Do this >>
Please report each line in the records below that contains the word "headstone". Case counts.

Given records >>
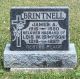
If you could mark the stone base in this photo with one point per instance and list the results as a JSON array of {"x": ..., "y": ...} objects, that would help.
[
  {"x": 39, "y": 69},
  {"x": 40, "y": 59}
]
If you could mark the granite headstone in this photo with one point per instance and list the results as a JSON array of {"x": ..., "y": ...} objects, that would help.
[
  {"x": 39, "y": 39},
  {"x": 39, "y": 28}
]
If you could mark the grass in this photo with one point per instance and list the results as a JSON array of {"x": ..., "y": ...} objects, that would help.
[{"x": 74, "y": 13}]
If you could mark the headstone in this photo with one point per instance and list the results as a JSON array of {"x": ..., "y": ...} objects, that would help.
[
  {"x": 39, "y": 29},
  {"x": 39, "y": 39}
]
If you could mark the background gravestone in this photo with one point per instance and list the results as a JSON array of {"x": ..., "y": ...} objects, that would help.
[{"x": 39, "y": 29}]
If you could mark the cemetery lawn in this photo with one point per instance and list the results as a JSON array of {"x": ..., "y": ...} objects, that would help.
[{"x": 74, "y": 14}]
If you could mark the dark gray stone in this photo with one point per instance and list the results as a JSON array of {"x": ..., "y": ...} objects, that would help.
[
  {"x": 40, "y": 59},
  {"x": 39, "y": 28}
]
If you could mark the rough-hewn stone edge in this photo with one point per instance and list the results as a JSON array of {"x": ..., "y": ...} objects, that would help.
[{"x": 39, "y": 69}]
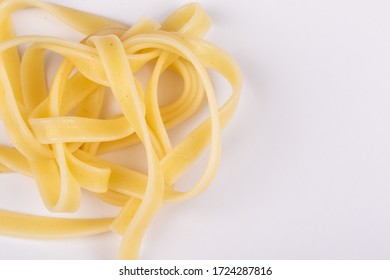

Result >>
If you could mark the granite headstone in this photo with one point per instance and list the results as a JSON array of {"x": ..., "y": ...} objects, that would help.
If you could mark the headstone in this photo with one point per instance and list the results as a JSON array of {"x": ..., "y": ...} objects, that would help.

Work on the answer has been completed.